Copy the records below exactly, starting at the line that contains "segment --target skylight" and ending at the line that contains "segment --target cast"; leave out any pictures.

^^^^^^^^

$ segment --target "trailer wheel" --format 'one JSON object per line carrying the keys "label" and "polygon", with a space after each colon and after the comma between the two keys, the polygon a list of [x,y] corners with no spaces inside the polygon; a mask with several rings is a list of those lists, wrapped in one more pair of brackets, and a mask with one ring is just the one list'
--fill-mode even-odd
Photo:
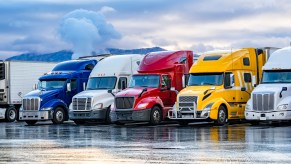
{"label": "trailer wheel", "polygon": [[65,121],[65,112],[61,107],[57,107],[53,113],[53,123],[62,124]]}
{"label": "trailer wheel", "polygon": [[34,125],[37,121],[36,120],[26,120],[27,125]]}
{"label": "trailer wheel", "polygon": [[162,120],[162,113],[159,107],[154,106],[151,110],[150,124],[158,125]]}
{"label": "trailer wheel", "polygon": [[83,120],[73,120],[76,125],[84,125],[86,121]]}
{"label": "trailer wheel", "polygon": [[14,122],[17,118],[17,110],[14,107],[9,107],[5,113],[5,120],[7,122]]}
{"label": "trailer wheel", "polygon": [[105,124],[110,124],[111,123],[111,119],[110,119],[110,107],[108,107],[106,109],[106,115],[105,115],[104,122],[105,122]]}
{"label": "trailer wheel", "polygon": [[220,106],[218,109],[217,120],[215,121],[216,125],[225,125],[227,122],[227,112],[224,106]]}

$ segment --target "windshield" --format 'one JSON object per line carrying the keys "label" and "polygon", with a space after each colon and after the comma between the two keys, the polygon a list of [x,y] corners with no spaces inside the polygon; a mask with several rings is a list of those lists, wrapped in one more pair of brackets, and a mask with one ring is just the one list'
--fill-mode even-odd
{"label": "windshield", "polygon": [[38,82],[38,89],[40,90],[53,90],[63,88],[65,86],[66,79],[61,80],[42,80]]}
{"label": "windshield", "polygon": [[262,83],[291,83],[291,70],[264,71]]}
{"label": "windshield", "polygon": [[149,87],[157,88],[160,84],[159,75],[135,75],[132,76],[129,88],[133,87]]}
{"label": "windshield", "polygon": [[192,73],[190,74],[188,85],[222,85],[223,73]]}
{"label": "windshield", "polygon": [[92,77],[88,80],[87,90],[114,89],[116,77]]}

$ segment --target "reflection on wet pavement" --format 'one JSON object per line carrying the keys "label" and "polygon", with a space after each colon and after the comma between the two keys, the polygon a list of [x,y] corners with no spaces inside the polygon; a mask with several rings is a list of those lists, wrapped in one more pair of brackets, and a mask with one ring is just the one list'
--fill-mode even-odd
{"label": "reflection on wet pavement", "polygon": [[2,163],[291,163],[291,126],[0,126]]}

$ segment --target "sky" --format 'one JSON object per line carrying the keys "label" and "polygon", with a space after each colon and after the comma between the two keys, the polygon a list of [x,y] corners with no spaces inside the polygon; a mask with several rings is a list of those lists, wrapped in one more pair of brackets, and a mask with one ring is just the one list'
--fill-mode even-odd
{"label": "sky", "polygon": [[76,46],[88,45],[86,39],[96,50],[286,47],[291,42],[291,1],[0,1],[0,38],[0,59],[78,51]]}

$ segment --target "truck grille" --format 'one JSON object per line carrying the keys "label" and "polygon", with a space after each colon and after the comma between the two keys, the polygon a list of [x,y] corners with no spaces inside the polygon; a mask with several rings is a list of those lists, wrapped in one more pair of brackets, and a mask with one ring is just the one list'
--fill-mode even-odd
{"label": "truck grille", "polygon": [[73,98],[73,110],[91,110],[92,98]]}
{"label": "truck grille", "polygon": [[134,98],[133,97],[116,97],[115,106],[116,109],[131,109],[133,108]]}
{"label": "truck grille", "polygon": [[194,110],[197,105],[197,96],[179,96],[179,109],[182,111]]}
{"label": "truck grille", "polygon": [[23,110],[39,110],[40,98],[24,98],[22,99]]}
{"label": "truck grille", "polygon": [[262,112],[274,110],[274,92],[253,93],[253,108]]}

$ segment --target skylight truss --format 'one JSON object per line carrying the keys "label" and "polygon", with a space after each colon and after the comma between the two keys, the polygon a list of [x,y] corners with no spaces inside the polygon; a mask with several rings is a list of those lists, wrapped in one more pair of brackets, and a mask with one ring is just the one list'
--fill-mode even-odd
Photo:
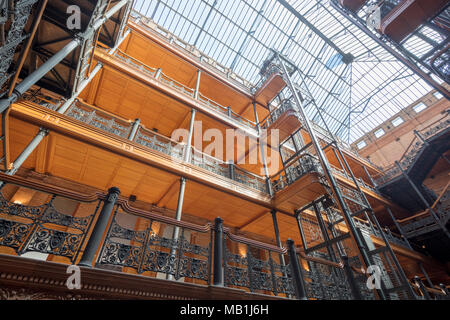
{"label": "skylight truss", "polygon": [[350,143],[432,90],[329,0],[136,0],[134,9],[252,83],[271,49],[286,55]]}

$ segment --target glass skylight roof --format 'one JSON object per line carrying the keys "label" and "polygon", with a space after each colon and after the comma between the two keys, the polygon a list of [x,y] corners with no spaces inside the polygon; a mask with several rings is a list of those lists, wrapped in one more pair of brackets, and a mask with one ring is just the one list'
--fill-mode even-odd
{"label": "glass skylight roof", "polygon": [[[299,67],[294,80],[305,78],[330,129],[350,143],[431,91],[329,0],[136,0],[134,9],[252,83],[270,49],[280,51]],[[346,65],[342,53],[355,60]]]}

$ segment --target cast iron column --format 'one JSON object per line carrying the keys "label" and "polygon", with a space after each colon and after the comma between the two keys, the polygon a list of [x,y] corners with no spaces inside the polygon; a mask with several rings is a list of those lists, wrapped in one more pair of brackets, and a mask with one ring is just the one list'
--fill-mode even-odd
{"label": "cast iron column", "polygon": [[103,208],[100,211],[97,222],[95,223],[94,230],[92,230],[91,236],[86,248],[84,249],[81,261],[78,263],[80,266],[92,268],[92,263],[94,262],[95,253],[100,247],[103,234],[108,226],[108,221],[111,217],[114,205],[120,195],[120,189],[117,187],[112,187],[108,190],[106,199],[104,200]]}
{"label": "cast iron column", "polygon": [[214,222],[214,281],[215,286],[223,286],[223,220],[217,217]]}
{"label": "cast iron column", "polygon": [[303,272],[300,264],[298,263],[297,252],[295,252],[294,241],[288,239],[286,241],[288,252],[289,252],[289,260],[292,268],[292,277],[294,280],[295,293],[299,300],[308,300],[306,297],[306,289],[305,282],[303,279]]}

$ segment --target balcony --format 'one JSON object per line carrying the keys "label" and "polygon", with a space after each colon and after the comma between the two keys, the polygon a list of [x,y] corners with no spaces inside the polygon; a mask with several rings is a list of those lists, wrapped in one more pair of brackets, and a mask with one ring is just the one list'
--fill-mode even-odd
{"label": "balcony", "polygon": [[438,14],[446,0],[384,1],[381,5],[381,33],[400,43],[420,25]]}
{"label": "balcony", "polygon": [[[345,263],[311,258],[301,252],[299,257],[293,242],[288,242],[286,250],[242,237],[223,227],[221,219],[216,219],[214,227],[211,223],[177,221],[161,215],[157,207],[146,211],[131,206],[117,189],[110,189],[108,195],[82,194],[20,177],[1,175],[1,180],[0,269],[3,272],[5,265],[14,263],[14,271],[8,272],[19,273],[1,278],[2,286],[11,285],[9,280],[17,277],[26,282],[30,278],[27,265],[40,265],[32,278],[43,274],[50,278],[39,282],[38,287],[42,284],[47,290],[66,293],[70,290],[59,280],[60,273],[65,273],[63,266],[81,265],[85,276],[83,288],[77,293],[103,298],[198,298],[210,292],[211,298],[228,294],[229,298],[292,299],[306,288],[310,299],[352,299],[355,292],[348,282],[349,274],[361,281],[361,286],[365,283],[356,268]],[[91,256],[93,248],[97,249]],[[86,261],[93,269],[84,267]],[[301,274],[297,268],[304,268],[302,261],[308,264],[308,273],[299,282],[293,273]],[[222,265],[220,280],[215,272],[222,272]],[[56,269],[53,275],[46,272]],[[331,269],[339,279],[321,281]],[[101,279],[111,281],[100,285]],[[144,288],[137,285],[139,279],[141,284],[153,285]],[[130,288],[130,283],[137,286]],[[223,288],[217,292],[210,287],[213,283]],[[312,285],[321,290],[308,289]],[[123,286],[128,287],[125,292],[119,289]],[[332,294],[324,295],[323,290]]]}
{"label": "balcony", "polygon": [[[38,105],[56,110],[56,101],[51,101],[39,96],[25,96],[26,101],[33,101]],[[98,128],[117,137],[128,139],[133,127],[133,122],[115,116],[107,111],[98,109],[76,99],[64,113],[66,116],[81,121],[89,126]],[[170,156],[177,162],[184,161],[185,153],[189,153],[188,163],[208,170],[210,173],[225,177],[254,190],[268,193],[267,183],[264,177],[242,169],[233,163],[226,163],[223,160],[205,154],[193,147],[187,148],[185,144],[174,141],[153,130],[147,129],[139,124],[133,142],[146,148]]]}
{"label": "balcony", "polygon": [[339,3],[344,8],[358,12],[366,4],[366,0],[339,0]]}
{"label": "balcony", "polygon": [[253,93],[258,103],[267,106],[286,87],[286,82],[280,66],[273,61],[263,67],[261,74],[262,77],[253,88]]}
{"label": "balcony", "polygon": [[[157,80],[159,83],[164,86],[175,89],[177,92],[181,93],[184,96],[187,96],[191,99],[195,99],[195,89],[188,88],[180,82],[168,77],[163,73],[161,69],[151,68],[144,63],[134,59],[133,57],[127,55],[121,50],[116,50],[112,53],[112,56],[119,59],[122,62],[125,62],[127,65],[130,65],[133,69],[143,72],[147,76]],[[201,92],[198,93],[198,99],[196,99],[203,107],[206,107],[208,110],[213,113],[219,113],[221,117],[226,117],[233,124],[238,124],[240,126],[244,126],[246,128],[250,128],[255,130],[256,123],[240,116],[236,112],[234,112],[230,107],[225,107],[215,102],[212,99],[204,96]]]}
{"label": "balcony", "polygon": [[194,46],[178,38],[169,30],[157,25],[148,17],[145,17],[134,10],[131,11],[130,20],[132,23],[149,31],[152,36],[154,35],[158,37],[158,39],[163,40],[166,45],[170,46],[172,49],[175,49],[177,54],[181,57],[188,57],[186,60],[191,60],[201,67],[208,68],[212,73],[220,75],[221,78],[231,81],[234,86],[249,94],[251,88],[250,82],[234,73],[231,69],[221,65],[214,59],[200,52]]}

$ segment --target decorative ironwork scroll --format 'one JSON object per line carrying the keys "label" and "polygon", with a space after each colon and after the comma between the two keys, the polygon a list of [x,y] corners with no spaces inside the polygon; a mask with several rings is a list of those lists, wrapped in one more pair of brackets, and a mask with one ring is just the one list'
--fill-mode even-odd
{"label": "decorative ironwork scroll", "polygon": [[251,292],[295,295],[291,266],[276,262],[276,255],[278,254],[271,250],[255,248],[248,244],[245,255],[234,253],[228,247],[227,236],[224,235],[225,285],[248,288]]}
{"label": "decorative ironwork scroll", "polygon": [[40,206],[27,206],[8,201],[0,192],[0,246],[12,248],[18,255],[34,251],[74,263],[100,201],[93,214],[73,217],[54,207],[55,198],[53,195]]}
{"label": "decorative ironwork scroll", "polygon": [[[120,212],[118,207],[110,229],[106,235],[97,265],[115,265],[132,268],[138,274],[152,271],[171,275],[176,280],[186,277],[210,283],[211,278],[211,238],[209,245],[193,244],[186,238],[187,228],[180,228],[178,238],[166,238],[155,231],[154,219],[144,219],[148,227],[132,230],[118,223],[118,217],[131,217]],[[164,224],[165,227],[176,228]],[[197,231],[198,232],[198,231]],[[208,231],[205,231],[207,233]]]}

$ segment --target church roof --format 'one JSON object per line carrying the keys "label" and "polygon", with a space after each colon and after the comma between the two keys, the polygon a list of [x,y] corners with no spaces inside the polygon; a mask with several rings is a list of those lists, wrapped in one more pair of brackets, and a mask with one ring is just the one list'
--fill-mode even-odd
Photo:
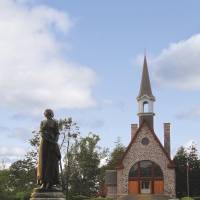
{"label": "church roof", "polygon": [[152,135],[154,136],[155,140],[158,142],[158,145],[161,147],[162,151],[164,152],[164,154],[166,155],[169,164],[168,164],[168,168],[174,168],[175,164],[174,162],[171,160],[171,158],[169,157],[168,153],[166,152],[166,150],[164,149],[163,145],[161,144],[160,140],[158,139],[158,137],[156,136],[154,130],[152,128],[149,127],[148,123],[146,123],[146,121],[143,121],[143,123],[141,124],[141,126],[138,128],[137,132],[135,133],[134,137],[132,138],[131,142],[129,143],[128,147],[126,148],[126,151],[124,152],[120,162],[118,163],[116,169],[123,169],[123,160],[126,156],[126,154],[128,153],[129,149],[131,148],[132,144],[135,142],[140,130],[142,129],[143,126],[147,126],[149,128],[149,130],[151,131]]}
{"label": "church roof", "polygon": [[151,82],[149,79],[146,56],[144,56],[142,79],[141,79],[140,91],[139,91],[139,95],[137,96],[137,99],[139,100],[145,95],[150,97],[152,100],[155,100],[155,97],[153,96],[152,90],[151,90]]}

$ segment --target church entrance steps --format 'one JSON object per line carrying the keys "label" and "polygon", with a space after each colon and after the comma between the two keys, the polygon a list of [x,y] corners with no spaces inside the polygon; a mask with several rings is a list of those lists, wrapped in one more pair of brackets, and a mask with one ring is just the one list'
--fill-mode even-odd
{"label": "church entrance steps", "polygon": [[136,195],[136,200],[168,200],[169,196],[165,195],[150,195],[150,194],[141,194]]}
{"label": "church entrance steps", "polygon": [[118,200],[169,200],[170,197],[166,195],[152,195],[152,194],[138,194],[127,195],[119,198]]}

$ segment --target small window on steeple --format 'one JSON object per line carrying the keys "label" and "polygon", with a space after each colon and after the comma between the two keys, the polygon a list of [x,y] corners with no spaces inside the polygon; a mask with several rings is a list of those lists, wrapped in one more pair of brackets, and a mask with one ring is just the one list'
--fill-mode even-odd
{"label": "small window on steeple", "polygon": [[149,112],[149,103],[147,101],[143,102],[143,112]]}

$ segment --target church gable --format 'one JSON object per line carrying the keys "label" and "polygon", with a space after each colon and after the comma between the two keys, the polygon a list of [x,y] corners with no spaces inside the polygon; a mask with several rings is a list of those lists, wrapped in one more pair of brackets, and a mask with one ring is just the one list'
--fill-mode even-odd
{"label": "church gable", "polygon": [[173,162],[154,131],[151,130],[147,123],[143,122],[132,138],[117,168],[123,168],[129,162],[133,163],[137,160],[157,160],[159,157],[162,159],[165,158],[168,167],[173,166]]}
{"label": "church gable", "polygon": [[167,166],[172,162],[155,133],[145,122],[128,146],[122,164],[125,167],[128,163],[131,165],[140,160],[152,160],[158,163],[160,160],[165,160]]}

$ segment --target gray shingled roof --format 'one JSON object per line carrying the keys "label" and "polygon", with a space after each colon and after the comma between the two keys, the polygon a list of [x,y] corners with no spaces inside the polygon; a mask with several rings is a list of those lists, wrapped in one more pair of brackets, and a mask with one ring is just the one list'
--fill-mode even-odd
{"label": "gray shingled roof", "polygon": [[139,95],[137,96],[137,99],[140,99],[144,95],[147,95],[152,100],[155,100],[155,97],[153,96],[152,91],[151,91],[151,82],[149,79],[149,72],[148,72],[148,67],[147,67],[146,56],[144,56],[142,79],[141,79],[140,91],[139,91]]}

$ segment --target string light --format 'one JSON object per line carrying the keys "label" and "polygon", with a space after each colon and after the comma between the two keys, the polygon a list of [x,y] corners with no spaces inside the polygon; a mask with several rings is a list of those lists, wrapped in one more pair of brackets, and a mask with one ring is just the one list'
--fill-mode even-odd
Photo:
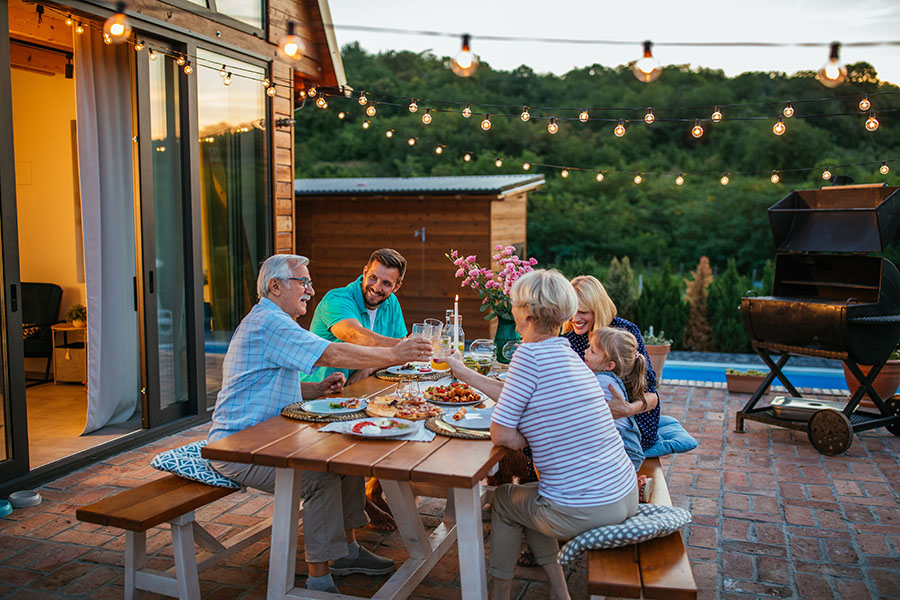
{"label": "string light", "polygon": [[301,100],[305,100],[306,99],[306,90],[300,90],[299,92],[297,92],[297,96],[299,96]]}
{"label": "string light", "polygon": [[78,35],[84,33],[84,25],[81,24],[81,21],[78,21],[78,25],[75,26],[75,33]]}
{"label": "string light", "polygon": [[109,37],[108,33],[103,34],[103,43],[106,44],[107,46],[109,46],[110,44],[113,43],[112,38]]}
{"label": "string light", "polygon": [[273,83],[269,87],[266,88],[266,95],[271,98],[275,95],[275,84]]}
{"label": "string light", "polygon": [[459,77],[470,77],[478,70],[478,56],[469,48],[471,36],[468,33],[462,36],[462,50],[454,58],[450,59],[450,70]]}
{"label": "string light", "polygon": [[675,185],[684,185],[684,173],[675,178]]}
{"label": "string light", "polygon": [[523,122],[523,123],[527,123],[528,120],[531,119],[531,113],[528,112],[528,107],[527,107],[527,106],[523,106],[523,107],[522,107],[522,114],[519,115],[519,118],[522,119],[522,122]]}
{"label": "string light", "polygon": [[222,83],[225,85],[231,85],[231,72],[225,74],[225,79],[222,80]]}
{"label": "string light", "polygon": [[700,124],[700,119],[694,120],[694,126],[691,127],[691,135],[697,139],[703,137],[703,126]]}
{"label": "string light", "polygon": [[625,119],[619,119],[619,124],[613,129],[613,133],[616,134],[616,137],[625,135]]}
{"label": "string light", "polygon": [[72,26],[72,15],[66,15],[66,27]]}
{"label": "string light", "polygon": [[413,98],[412,101],[409,103],[409,112],[414,113],[417,110],[419,110],[419,105],[416,104],[416,99]]}
{"label": "string light", "polygon": [[563,179],[567,178],[567,177],[569,176],[569,170],[568,170],[568,169],[563,169],[563,170],[560,172],[559,176],[562,177]]}
{"label": "string light", "polygon": [[149,58],[150,60],[156,60],[156,52],[153,50],[153,48],[147,50],[147,58]]}
{"label": "string light", "polygon": [[425,109],[425,114],[422,115],[422,122],[425,123],[426,125],[431,125],[431,109],[430,108]]}
{"label": "string light", "polygon": [[713,109],[713,113],[710,118],[713,120],[713,123],[718,123],[722,120],[722,111],[719,110],[718,106]]}
{"label": "string light", "polygon": [[318,94],[318,93],[319,93],[319,90],[316,89],[316,86],[312,86],[312,87],[309,88],[309,90],[306,92],[306,94],[307,94],[310,98],[315,98],[315,97],[316,97],[316,94]]}
{"label": "string light", "polygon": [[726,173],[725,175],[722,175],[722,179],[719,180],[719,183],[721,183],[722,185],[728,185],[729,181],[731,180],[728,178],[728,174]]}
{"label": "string light", "polygon": [[778,120],[772,125],[772,133],[775,135],[784,135],[785,131],[787,131],[787,126],[784,124],[784,117],[778,117]]}
{"label": "string light", "polygon": [[278,49],[285,58],[300,60],[300,58],[303,57],[305,44],[303,43],[303,40],[300,39],[300,36],[294,33],[294,26],[295,23],[293,21],[287,22],[287,33],[278,40]]}
{"label": "string light", "polygon": [[372,124],[369,123],[368,121],[363,121],[363,123],[362,123],[362,128],[363,128],[363,129],[368,129],[368,128],[371,127],[371,126],[372,126]]}
{"label": "string light", "polygon": [[878,129],[878,119],[875,117],[875,111],[869,113],[869,118],[866,119],[866,131],[875,131]]}
{"label": "string light", "polygon": [[559,125],[556,124],[555,117],[550,117],[550,122],[547,123],[547,131],[550,133],[550,135],[553,135],[554,133],[559,131]]}
{"label": "string light", "polygon": [[443,154],[443,153],[444,153],[444,147],[443,147],[443,146],[436,146],[436,147],[434,148],[434,153],[435,153],[435,154]]}
{"label": "string light", "polygon": [[649,125],[653,121],[656,120],[656,115],[653,114],[653,109],[649,106],[647,107],[647,114],[644,115],[644,122]]}
{"label": "string light", "polygon": [[187,63],[185,63],[184,65],[184,69],[182,70],[184,71],[185,75],[190,75],[191,73],[193,73],[194,67],[191,66],[191,61],[187,61]]}
{"label": "string light", "polygon": [[328,108],[328,101],[325,100],[325,96],[319,96],[318,98],[316,98],[316,106],[318,106],[322,110]]}
{"label": "string light", "polygon": [[531,163],[523,162],[523,163],[522,163],[522,170],[523,170],[523,171],[528,171],[529,169],[531,169]]}
{"label": "string light", "polygon": [[867,95],[863,95],[862,99],[859,101],[859,110],[869,110],[872,108],[872,103],[869,102],[869,97]]}
{"label": "string light", "polygon": [[109,37],[108,43],[120,44],[124,42],[131,33],[131,25],[125,17],[125,3],[116,2],[116,12],[103,22],[103,41]]}
{"label": "string light", "polygon": [[847,67],[838,57],[840,48],[841,45],[838,42],[831,44],[828,61],[816,73],[816,79],[825,87],[836,88],[847,79]]}
{"label": "string light", "polygon": [[469,154],[468,152],[466,152],[465,155],[463,156],[463,160],[466,161],[466,162],[471,162],[471,160],[472,160],[472,155]]}
{"label": "string light", "polygon": [[822,179],[824,179],[825,181],[831,179],[831,169],[825,167],[825,170],[822,171]]}
{"label": "string light", "polygon": [[794,107],[791,106],[790,102],[785,103],[784,110],[781,111],[781,114],[784,115],[785,119],[790,119],[791,117],[794,116]]}
{"label": "string light", "polygon": [[597,183],[601,183],[601,182],[603,181],[603,173],[600,172],[600,171],[598,171],[598,172],[597,172],[597,176],[594,177],[594,179],[597,180]]}
{"label": "string light", "polygon": [[369,102],[369,99],[366,98],[366,92],[365,92],[365,91],[362,91],[362,92],[359,93],[359,99],[357,100],[357,102],[359,102],[359,105],[360,105],[360,106],[365,106],[365,105]]}
{"label": "string light", "polygon": [[586,108],[583,111],[581,111],[580,115],[578,115],[578,120],[581,121],[582,123],[587,123],[588,119],[590,119],[590,118],[591,117],[590,117],[590,115],[588,115],[588,111]]}
{"label": "string light", "polygon": [[466,102],[466,107],[464,109],[462,109],[462,116],[465,117],[466,119],[468,119],[469,117],[472,116],[472,107],[469,106],[468,102]]}
{"label": "string light", "polygon": [[[261,83],[262,83],[262,86],[263,86],[264,88],[269,87],[269,78],[268,78],[268,77],[264,78],[264,79],[262,80]],[[305,98],[305,97],[306,97],[306,90],[300,90],[300,91],[303,93],[303,97]]]}
{"label": "string light", "polygon": [[186,62],[187,59],[184,58],[184,54],[179,54],[178,58],[175,59],[175,64],[177,64],[179,67],[183,67],[184,63]]}
{"label": "string light", "polygon": [[641,185],[641,182],[644,181],[644,178],[641,177],[640,173],[638,173],[637,175],[634,176],[634,179],[632,179],[632,181],[634,181],[634,183],[636,185]]}
{"label": "string light", "polygon": [[778,171],[772,171],[772,176],[769,177],[769,181],[772,183],[778,183],[781,181],[781,175],[778,174]]}
{"label": "string light", "polygon": [[878,172],[882,175],[887,175],[891,172],[891,168],[887,165],[887,161],[881,161],[881,168],[878,169]]}
{"label": "string light", "polygon": [[344,117],[346,117],[346,116],[347,116],[347,113],[345,113],[344,111],[341,111],[338,113],[338,119],[340,119],[342,121],[344,120]]}
{"label": "string light", "polygon": [[368,116],[370,116],[370,117],[374,117],[374,116],[375,116],[375,113],[377,113],[377,112],[378,112],[378,111],[375,109],[375,103],[374,103],[374,102],[373,102],[372,104],[370,104],[369,106],[366,107],[366,114],[367,114]]}
{"label": "string light", "polygon": [[386,138],[388,138],[388,139],[391,139],[392,137],[394,137],[394,130],[393,130],[393,129],[388,129],[387,131],[385,131],[385,132],[384,132],[384,137],[386,137]]}
{"label": "string light", "polygon": [[134,45],[134,51],[135,51],[135,52],[140,52],[140,51],[143,50],[143,49],[144,49],[144,42],[143,42],[143,41],[140,41],[140,42],[135,43],[135,45]]}
{"label": "string light", "polygon": [[652,42],[644,42],[644,56],[635,61],[634,66],[631,67],[631,72],[634,73],[637,80],[642,83],[656,81],[662,73],[662,67],[659,65],[659,61],[653,58],[653,52],[650,50],[652,46]]}
{"label": "string light", "polygon": [[499,169],[500,167],[502,167],[502,166],[503,166],[503,159],[502,159],[502,158],[498,158],[497,160],[495,160],[495,161],[494,161],[494,166],[497,167],[498,169]]}
{"label": "string light", "polygon": [[484,120],[481,122],[481,128],[485,131],[488,131],[491,128],[491,115],[484,115]]}
{"label": "string light", "polygon": [[219,69],[219,77],[225,77],[228,75],[228,69],[225,65],[222,65],[222,68]]}
{"label": "string light", "polygon": [[409,144],[410,146],[415,146],[415,145],[416,145],[416,138],[411,137],[411,138],[409,138],[408,140],[406,140],[406,143]]}

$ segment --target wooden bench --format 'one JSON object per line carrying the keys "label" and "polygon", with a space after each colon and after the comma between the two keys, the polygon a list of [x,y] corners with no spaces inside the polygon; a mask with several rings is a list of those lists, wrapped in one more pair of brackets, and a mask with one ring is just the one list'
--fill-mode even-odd
{"label": "wooden bench", "polygon": [[[266,539],[268,519],[232,536],[223,545],[194,520],[194,510],[238,490],[213,487],[167,474],[136,488],[79,508],[80,521],[125,530],[125,598],[143,598],[143,591],[181,600],[200,599],[198,573]],[[168,571],[145,568],[147,530],[169,523],[175,566]],[[194,543],[205,548],[197,554]]]}
{"label": "wooden bench", "polygon": [[[639,473],[653,479],[650,502],[672,506],[659,459],[646,459]],[[587,586],[592,599],[697,598],[697,584],[680,531],[622,548],[589,551]]]}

^^^^^^^^

**Result for this task:**
$ segment --target skylight truss --format 'one JSON object per line carrying the keys "label" and "polygon", with a space after each colon and after the comma between the two keys, the polygon a list of [x,y] corners with no spaces inside the polygon; a mask with several rings is a list of those lists, wrapped in one more pair of brackets, and a mask with one ring is just the one list'
--fill-mode even-odd
Photo:
{"label": "skylight truss", "polygon": [[350,143],[432,90],[329,0],[136,0],[134,9],[252,83],[271,49],[286,55]]}

$ segment --target glass skylight roof --format 'one JSON object per line carrying the keys "label" and "polygon", with a space after each colon and after the comma between the two keys, the polygon a list of [x,y] corners with no spaces inside the polygon; a mask with several rings is a list of those lists, wrapped in one more pair of brackets, and a mask with one ring is just the one list'
--fill-mode even-odd
{"label": "glass skylight roof", "polygon": [[[299,67],[294,80],[305,78],[330,129],[350,143],[431,91],[329,0],[136,0],[134,9],[252,83],[270,49],[280,51]],[[346,65],[342,53],[355,60]]]}

$ segment --target cast iron column --format 'one JSON object per line carrying the keys "label" and "polygon", with a space after each colon and after the comma between the two keys, the polygon a list of [x,y] corners with no spaces inside the polygon; a mask with several rings is a list of those lists, wrapped in one more pair of brackets, and a mask with one ring is just the one list'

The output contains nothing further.